Work instructions
An exact transcription of every entry is required. Images are not part of it.

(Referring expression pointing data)
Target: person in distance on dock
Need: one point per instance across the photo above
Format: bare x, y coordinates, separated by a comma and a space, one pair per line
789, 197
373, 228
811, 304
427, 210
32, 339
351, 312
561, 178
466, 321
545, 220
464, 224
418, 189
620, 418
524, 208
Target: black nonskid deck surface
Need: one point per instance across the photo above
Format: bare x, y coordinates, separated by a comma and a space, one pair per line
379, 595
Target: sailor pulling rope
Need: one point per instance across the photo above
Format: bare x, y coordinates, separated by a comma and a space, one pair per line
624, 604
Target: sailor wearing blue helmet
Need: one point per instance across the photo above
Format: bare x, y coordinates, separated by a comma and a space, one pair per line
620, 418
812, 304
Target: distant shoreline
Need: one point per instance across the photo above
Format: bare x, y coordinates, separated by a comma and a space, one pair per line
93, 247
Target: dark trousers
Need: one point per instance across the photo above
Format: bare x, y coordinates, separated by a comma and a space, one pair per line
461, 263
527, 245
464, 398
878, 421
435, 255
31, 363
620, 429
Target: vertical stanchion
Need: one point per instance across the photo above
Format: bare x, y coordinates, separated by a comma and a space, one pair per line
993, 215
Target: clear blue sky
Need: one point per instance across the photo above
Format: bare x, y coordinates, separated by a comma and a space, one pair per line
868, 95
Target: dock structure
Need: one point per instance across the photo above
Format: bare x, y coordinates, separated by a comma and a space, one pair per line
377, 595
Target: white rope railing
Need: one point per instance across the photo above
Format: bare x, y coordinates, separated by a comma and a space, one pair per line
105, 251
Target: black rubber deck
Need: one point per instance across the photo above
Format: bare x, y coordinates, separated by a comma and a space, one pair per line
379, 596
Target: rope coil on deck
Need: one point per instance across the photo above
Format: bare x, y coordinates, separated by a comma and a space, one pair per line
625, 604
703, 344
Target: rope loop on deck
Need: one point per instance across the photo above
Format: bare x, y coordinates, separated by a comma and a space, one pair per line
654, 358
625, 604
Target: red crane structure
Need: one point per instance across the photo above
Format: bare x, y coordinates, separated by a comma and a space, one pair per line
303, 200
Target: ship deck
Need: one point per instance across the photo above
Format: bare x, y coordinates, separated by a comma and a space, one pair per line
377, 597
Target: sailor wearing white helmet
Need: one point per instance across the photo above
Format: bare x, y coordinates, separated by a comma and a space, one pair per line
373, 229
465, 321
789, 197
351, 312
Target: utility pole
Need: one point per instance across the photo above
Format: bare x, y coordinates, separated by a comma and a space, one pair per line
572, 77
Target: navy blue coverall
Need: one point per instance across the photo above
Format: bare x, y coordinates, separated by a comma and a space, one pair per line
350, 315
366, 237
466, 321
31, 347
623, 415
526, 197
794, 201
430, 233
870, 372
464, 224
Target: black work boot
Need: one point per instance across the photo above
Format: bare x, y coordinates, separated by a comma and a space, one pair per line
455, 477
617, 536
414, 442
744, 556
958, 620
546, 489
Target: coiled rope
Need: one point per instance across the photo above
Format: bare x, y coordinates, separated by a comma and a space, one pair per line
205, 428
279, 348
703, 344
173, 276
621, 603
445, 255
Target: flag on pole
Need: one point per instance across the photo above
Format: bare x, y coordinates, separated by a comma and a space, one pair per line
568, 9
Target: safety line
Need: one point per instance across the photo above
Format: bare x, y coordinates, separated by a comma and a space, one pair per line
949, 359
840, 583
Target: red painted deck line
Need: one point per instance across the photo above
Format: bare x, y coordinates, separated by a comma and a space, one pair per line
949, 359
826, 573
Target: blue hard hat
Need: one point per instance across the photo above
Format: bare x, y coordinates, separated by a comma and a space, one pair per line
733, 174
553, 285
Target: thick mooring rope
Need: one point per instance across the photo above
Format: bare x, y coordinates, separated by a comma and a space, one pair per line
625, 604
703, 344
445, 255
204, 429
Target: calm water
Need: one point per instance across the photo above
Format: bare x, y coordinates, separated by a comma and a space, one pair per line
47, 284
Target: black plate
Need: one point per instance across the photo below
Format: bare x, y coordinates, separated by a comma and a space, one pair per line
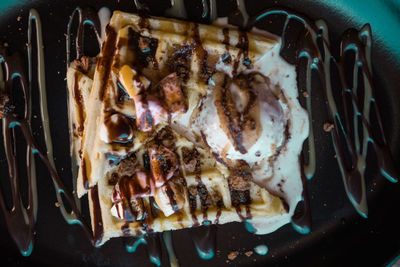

Your solution
Target: person in distance on dock
Need: one point per instance across the photo above
Format: bare x, y coordinates, separated by a comma and a space, one pair per line
789, 197
373, 228
811, 304
427, 210
32, 339
351, 312
561, 178
466, 321
545, 220
464, 224
418, 189
620, 418
524, 208
Target: black nonskid deck surface
Need: one point per instance across the photo above
Format: bare x, y coordinates, separated by a comma and a space, one pair per line
379, 595
Target: sailor pulling rope
Need: one point per instance across the photo above
Format: bare x, y coordinates, separated by a comma and a space, one pair per line
624, 604
Target: sailor wearing blue helmet
Need: one point per instance across the photo above
Format: bare x, y coordinates, separated by a comma and a space, one pair per line
620, 418
812, 304
Target: distant shoreline
Need: one point per instance across the photo above
Format: bare x, y coordinates, separated by a comma and a space, one pair per line
93, 247
Target: dark trousers
Need: one point per instance across the photo above
Format: bare x, y coordinates, separated by a comma and a space, one pair per line
461, 263
527, 245
464, 398
878, 421
435, 255
31, 363
620, 429
Target: vertical stanchion
Need: one point per instance across the photo above
Format: bare x, y coordinates, separated by a comma and a space, one pair per line
993, 215
Target: clear blue sky
Need: one point per instance across the photo above
Format: bare x, y coordinates, separated by a comma and a space, one pair per line
868, 95
Target: dock structure
Need: one point per instance across the photo above
Format: bare x, y coordinates, separated by a comma and a space, one pair per line
377, 595
Target: white rope railing
Need: one point per instance across the photo above
Format: bare x, y coordinates, separated by a comma and a space, one pair per line
105, 251
Target: black rubber deck
Need: one point per instance across the photo above
Format: bare x, y coordinates, separated by a comma and a space, one pair per line
379, 596
Target: rope coil on deck
Need: one point per instance across the photo above
Format: bare x, y coordinates, separated by a comma and a space, one pair per line
625, 604
703, 344
Target: rope loop on deck
Need: one point per instance across the photo above
Format: bare x, y coordinates, separated by a comma and a space, one pair per line
654, 358
625, 604
Target: red crane structure
Need: one point per instance across the photo above
Format: bare x, y coordinates, separated by a comma and a space, one pair per line
303, 200
Target: ship deck
Need: one point per instance across the photo above
Format: bare x, y coordinates, separated by a comma and a space, one pair per line
377, 597
Target: sailor wearing white helmet
Need: one point per instance across the photo above
Format: bare x, y coordinates, separated by a comma and a space, one pair per line
373, 229
465, 321
789, 197
351, 312
Target: utility pole
Need: one point per instance across the photo above
Format: bare x, y coordinates, separated by a comma and a space, one pair per line
572, 77
Target: navy blue coverall
Need: one point per instance across the photo above
Format: bare x, y coordinates, separated by a comma and a space, one pair per line
350, 315
366, 237
466, 321
31, 347
623, 415
526, 197
794, 201
430, 233
870, 372
464, 224
Target: black work boot
Need: one point per instance across the photo above
Format: bare x, y coordinates, separated by a comma and a space, one pair per line
455, 477
617, 536
414, 442
744, 556
958, 620
546, 489
Target: coiled rope
Need: one point per instance across the photo above
Format: bare x, y coordinates, separated by a comma and a space, one pair per line
205, 428
279, 348
703, 344
173, 276
621, 603
445, 255
Target: flag on pole
Need: one point per instance across the photo above
Format: bare x, y coordinates, separated by a comma and a space, one pair per line
568, 9
Target: safety line
Need: one point per instance across the photo above
Format: bare x, y coordinates, separated by a comma and a space, one pair per line
949, 359
840, 583
Target: red painted deck line
Need: one point per instance across the photo above
Format: bare x, y coordinates, separated by a comma and a space, one pair per line
949, 359
826, 573
Target: blue hard hat
Need: one point per instance across the photo above
Format: bare x, y coordinates, separated by a comma and a space, one pair per line
733, 174
553, 285
Target: thick mooring rope
Need: one point per instance across the photo above
Format: bare x, y coordinates, separated by a comma and a space, one pair per line
625, 604
703, 344
445, 255
204, 429
Target: calm water
Need: one point per instance across the photo above
Format: bare x, y coordinates, separated by a comma and a space, one pair per line
47, 284
Target: black plate
Need: one point per instance across the photo below
Format: bare x, y coordinates, separated by a comma and a space, one pair per line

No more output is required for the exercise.